Postscript (18.2.09): It has occurred to me since writing the above that the question about the 'activity' of projective identification might not have referred at all to its being motivated or not. After all, it's a common enough bit of psychoanalytic understanding that projective and introjective processes are part and parcel of the very means of our emotional communication and empathy, and not simply the materials of defensive offloadings from or accretions to the self. Perhaps what was meant instead was simply the idea of a process of movement from pre-projective to post-projective moments - I start off in a non-identificatory relationship with you, and then move into an identificatory (of whichever sort) relationship, and then back again, in a dynamic pattern of fluid engagments. And these movements might have been what the questioner was getting at. Whereas my account is, admittedly, rather static. On reflection, I am attracted to the idea of such movement. What I suspect, now, is that it is the absence of such movement - back and forth between projective and introjective and non-identificatory moments - that makes for the possibility of normal, healthy, object relations, including the normal and healthy constitution of the self boundary. And that what I was describing was simply instances of 'frozen identification' in which the normal healthy dynamic dialectical motility - the fluid dance of merging and separation - has been lost.

[Extracted entries]:
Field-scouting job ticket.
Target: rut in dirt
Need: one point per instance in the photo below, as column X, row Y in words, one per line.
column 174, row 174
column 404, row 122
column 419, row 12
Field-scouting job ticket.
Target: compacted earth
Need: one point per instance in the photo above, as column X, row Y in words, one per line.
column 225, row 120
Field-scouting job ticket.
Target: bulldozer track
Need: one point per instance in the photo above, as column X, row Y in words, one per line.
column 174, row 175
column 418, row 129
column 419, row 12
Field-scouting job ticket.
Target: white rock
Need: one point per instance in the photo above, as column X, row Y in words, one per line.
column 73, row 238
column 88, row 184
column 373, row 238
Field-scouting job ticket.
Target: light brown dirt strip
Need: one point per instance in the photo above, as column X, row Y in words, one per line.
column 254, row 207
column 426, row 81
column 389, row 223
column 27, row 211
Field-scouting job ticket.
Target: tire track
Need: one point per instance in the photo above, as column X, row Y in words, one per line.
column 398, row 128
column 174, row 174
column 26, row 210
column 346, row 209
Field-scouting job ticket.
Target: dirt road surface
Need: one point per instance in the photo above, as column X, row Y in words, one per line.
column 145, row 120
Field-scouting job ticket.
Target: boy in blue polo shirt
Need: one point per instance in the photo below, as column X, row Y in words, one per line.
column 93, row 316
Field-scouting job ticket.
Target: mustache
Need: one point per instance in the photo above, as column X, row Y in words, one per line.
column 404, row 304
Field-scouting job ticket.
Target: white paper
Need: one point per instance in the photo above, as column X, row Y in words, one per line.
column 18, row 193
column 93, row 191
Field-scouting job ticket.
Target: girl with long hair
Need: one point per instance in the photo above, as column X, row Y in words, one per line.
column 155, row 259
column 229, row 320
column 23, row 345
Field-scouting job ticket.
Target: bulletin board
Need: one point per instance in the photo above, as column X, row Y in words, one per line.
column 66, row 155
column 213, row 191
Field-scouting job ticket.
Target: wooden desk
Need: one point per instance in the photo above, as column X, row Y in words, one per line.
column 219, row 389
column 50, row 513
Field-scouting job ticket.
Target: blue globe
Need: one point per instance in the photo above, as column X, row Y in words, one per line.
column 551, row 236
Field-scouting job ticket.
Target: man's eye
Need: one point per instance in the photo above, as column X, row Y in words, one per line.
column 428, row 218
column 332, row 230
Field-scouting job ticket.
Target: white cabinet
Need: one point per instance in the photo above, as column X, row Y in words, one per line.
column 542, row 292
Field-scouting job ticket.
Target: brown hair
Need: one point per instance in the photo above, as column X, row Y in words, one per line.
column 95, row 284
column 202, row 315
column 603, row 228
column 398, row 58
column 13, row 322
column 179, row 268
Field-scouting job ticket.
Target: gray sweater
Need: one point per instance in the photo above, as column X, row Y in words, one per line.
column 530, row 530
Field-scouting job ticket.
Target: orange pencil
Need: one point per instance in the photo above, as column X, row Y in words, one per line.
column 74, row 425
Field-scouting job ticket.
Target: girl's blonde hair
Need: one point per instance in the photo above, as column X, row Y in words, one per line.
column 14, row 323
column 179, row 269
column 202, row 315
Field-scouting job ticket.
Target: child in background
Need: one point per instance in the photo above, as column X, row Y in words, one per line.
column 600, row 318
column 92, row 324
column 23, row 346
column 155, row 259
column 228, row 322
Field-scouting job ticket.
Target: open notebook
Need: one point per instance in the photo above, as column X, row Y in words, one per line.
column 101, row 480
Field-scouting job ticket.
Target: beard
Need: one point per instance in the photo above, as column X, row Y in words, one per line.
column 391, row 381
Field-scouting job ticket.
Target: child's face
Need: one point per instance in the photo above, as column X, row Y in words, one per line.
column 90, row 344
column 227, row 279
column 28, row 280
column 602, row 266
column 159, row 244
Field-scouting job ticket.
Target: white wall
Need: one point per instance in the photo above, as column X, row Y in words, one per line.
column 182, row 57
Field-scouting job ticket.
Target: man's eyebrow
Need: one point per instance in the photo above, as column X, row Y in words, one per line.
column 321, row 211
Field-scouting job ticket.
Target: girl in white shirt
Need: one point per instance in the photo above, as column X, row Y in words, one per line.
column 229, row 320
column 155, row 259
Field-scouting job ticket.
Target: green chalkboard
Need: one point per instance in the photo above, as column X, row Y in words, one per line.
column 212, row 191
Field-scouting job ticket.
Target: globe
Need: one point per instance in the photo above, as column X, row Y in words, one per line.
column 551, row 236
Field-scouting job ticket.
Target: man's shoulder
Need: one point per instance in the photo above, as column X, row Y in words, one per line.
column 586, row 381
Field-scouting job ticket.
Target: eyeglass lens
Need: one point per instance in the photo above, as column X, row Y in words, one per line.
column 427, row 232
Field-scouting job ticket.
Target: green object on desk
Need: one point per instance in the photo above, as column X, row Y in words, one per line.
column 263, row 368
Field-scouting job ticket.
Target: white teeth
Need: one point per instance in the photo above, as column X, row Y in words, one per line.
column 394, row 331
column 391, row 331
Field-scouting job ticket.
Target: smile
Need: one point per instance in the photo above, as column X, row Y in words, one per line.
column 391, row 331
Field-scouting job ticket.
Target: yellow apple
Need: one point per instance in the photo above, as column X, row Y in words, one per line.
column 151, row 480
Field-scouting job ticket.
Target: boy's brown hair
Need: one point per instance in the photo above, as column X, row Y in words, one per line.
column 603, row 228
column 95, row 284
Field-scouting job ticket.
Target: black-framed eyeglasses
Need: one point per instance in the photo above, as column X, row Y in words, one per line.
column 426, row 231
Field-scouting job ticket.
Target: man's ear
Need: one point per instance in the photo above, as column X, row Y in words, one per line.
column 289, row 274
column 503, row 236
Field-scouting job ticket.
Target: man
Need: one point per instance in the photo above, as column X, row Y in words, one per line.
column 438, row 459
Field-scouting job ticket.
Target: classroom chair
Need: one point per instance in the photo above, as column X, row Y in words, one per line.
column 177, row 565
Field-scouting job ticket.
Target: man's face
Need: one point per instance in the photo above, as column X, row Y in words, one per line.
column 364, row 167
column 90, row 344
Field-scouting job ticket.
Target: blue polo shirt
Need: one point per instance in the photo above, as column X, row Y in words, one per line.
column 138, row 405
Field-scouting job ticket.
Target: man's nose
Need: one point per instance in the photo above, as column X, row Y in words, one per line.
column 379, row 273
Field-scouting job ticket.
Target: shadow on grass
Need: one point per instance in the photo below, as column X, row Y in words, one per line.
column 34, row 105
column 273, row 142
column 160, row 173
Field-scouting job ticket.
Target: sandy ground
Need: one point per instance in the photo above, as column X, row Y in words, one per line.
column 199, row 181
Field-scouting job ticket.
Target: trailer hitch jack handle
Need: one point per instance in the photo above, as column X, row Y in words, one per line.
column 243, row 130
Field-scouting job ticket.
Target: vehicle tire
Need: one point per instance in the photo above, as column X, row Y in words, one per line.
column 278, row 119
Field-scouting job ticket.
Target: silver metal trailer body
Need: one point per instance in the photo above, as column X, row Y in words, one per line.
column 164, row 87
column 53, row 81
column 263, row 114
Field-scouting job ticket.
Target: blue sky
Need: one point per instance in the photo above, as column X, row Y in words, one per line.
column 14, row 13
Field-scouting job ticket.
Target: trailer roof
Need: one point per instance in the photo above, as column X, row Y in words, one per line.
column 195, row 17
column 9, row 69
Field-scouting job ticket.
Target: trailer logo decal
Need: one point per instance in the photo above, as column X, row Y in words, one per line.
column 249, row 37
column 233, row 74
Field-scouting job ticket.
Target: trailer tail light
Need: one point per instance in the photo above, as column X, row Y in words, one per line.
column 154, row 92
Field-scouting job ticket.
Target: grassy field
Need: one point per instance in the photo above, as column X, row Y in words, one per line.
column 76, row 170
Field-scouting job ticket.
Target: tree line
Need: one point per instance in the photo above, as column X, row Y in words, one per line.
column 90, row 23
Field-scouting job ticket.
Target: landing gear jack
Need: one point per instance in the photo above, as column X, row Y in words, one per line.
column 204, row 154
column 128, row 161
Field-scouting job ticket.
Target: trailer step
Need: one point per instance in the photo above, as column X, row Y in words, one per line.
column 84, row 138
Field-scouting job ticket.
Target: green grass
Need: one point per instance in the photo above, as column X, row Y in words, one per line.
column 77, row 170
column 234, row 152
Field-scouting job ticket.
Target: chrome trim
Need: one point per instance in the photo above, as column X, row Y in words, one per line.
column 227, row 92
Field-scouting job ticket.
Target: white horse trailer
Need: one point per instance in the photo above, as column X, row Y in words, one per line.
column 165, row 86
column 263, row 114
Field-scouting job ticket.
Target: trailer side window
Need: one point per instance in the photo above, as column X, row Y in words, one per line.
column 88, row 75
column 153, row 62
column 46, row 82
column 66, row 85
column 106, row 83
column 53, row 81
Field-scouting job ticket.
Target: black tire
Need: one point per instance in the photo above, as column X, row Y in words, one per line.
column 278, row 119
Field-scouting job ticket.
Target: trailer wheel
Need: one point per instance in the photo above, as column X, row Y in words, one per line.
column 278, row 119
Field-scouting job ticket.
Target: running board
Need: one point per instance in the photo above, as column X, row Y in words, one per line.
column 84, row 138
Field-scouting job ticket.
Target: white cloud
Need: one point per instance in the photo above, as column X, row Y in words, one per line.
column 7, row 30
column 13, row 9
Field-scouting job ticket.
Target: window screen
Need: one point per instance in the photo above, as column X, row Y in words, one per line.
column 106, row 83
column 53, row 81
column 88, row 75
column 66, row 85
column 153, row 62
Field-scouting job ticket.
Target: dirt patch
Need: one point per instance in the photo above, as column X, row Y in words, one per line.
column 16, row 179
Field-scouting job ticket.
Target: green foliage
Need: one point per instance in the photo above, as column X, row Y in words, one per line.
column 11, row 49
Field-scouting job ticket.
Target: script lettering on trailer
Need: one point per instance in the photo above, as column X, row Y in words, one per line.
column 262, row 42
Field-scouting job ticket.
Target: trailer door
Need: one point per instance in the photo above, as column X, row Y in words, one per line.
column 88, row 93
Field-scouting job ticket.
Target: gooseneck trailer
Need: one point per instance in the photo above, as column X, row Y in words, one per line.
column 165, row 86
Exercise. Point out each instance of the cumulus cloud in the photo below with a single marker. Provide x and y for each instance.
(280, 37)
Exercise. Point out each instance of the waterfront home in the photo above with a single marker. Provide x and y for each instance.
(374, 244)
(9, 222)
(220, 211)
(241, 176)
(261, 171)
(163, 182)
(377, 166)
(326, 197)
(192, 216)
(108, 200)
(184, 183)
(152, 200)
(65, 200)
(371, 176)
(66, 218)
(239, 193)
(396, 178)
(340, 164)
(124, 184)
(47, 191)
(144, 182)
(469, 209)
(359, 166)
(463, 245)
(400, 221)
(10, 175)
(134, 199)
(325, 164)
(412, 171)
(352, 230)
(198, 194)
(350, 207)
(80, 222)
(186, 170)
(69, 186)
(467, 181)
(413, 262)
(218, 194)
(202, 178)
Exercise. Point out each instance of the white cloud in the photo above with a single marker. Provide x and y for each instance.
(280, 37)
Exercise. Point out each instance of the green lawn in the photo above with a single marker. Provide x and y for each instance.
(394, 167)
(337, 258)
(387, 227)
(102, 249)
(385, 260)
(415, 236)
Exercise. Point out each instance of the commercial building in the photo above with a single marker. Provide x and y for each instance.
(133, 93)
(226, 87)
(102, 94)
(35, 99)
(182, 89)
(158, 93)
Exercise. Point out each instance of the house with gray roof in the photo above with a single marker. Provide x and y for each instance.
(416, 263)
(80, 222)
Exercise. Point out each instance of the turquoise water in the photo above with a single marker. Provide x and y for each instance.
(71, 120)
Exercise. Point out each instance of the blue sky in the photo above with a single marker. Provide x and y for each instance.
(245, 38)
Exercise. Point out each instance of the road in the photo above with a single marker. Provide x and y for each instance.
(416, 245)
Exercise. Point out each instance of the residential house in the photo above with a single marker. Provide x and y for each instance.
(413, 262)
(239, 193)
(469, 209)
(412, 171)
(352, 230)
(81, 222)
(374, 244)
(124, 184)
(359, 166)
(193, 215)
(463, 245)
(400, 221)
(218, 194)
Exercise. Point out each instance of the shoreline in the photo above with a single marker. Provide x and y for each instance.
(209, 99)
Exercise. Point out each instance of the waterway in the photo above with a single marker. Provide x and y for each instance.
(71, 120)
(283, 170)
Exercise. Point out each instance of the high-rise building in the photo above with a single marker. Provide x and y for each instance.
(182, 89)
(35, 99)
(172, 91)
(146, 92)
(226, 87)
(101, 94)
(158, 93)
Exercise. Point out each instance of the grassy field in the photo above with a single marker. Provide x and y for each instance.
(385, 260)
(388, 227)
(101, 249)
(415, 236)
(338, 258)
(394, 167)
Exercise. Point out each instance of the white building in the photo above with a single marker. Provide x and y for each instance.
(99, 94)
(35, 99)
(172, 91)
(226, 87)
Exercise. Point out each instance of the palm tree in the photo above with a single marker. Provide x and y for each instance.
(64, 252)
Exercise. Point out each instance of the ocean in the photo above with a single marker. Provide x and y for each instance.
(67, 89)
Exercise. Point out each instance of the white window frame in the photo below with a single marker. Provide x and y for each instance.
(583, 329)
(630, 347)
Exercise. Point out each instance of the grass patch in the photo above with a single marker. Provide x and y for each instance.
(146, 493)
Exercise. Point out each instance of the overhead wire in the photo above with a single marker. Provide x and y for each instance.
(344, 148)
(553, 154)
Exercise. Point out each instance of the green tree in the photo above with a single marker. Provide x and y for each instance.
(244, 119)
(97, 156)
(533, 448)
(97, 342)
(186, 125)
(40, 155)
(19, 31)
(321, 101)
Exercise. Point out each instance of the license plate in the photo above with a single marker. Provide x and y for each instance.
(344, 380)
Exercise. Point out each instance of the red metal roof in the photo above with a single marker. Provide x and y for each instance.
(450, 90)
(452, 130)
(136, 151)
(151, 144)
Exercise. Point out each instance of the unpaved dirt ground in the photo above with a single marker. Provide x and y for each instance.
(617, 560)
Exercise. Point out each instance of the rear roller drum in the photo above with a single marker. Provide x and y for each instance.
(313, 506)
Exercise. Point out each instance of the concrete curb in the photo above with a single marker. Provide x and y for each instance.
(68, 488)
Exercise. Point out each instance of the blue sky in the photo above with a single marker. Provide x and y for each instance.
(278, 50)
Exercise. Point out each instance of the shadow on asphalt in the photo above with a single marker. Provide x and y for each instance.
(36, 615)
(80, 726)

[Exercise aim]: Please list the kinds of moments that the postscript above names in its phrase "back and forth between."

[The answer]:
- projective
- introjective
- non-identificatory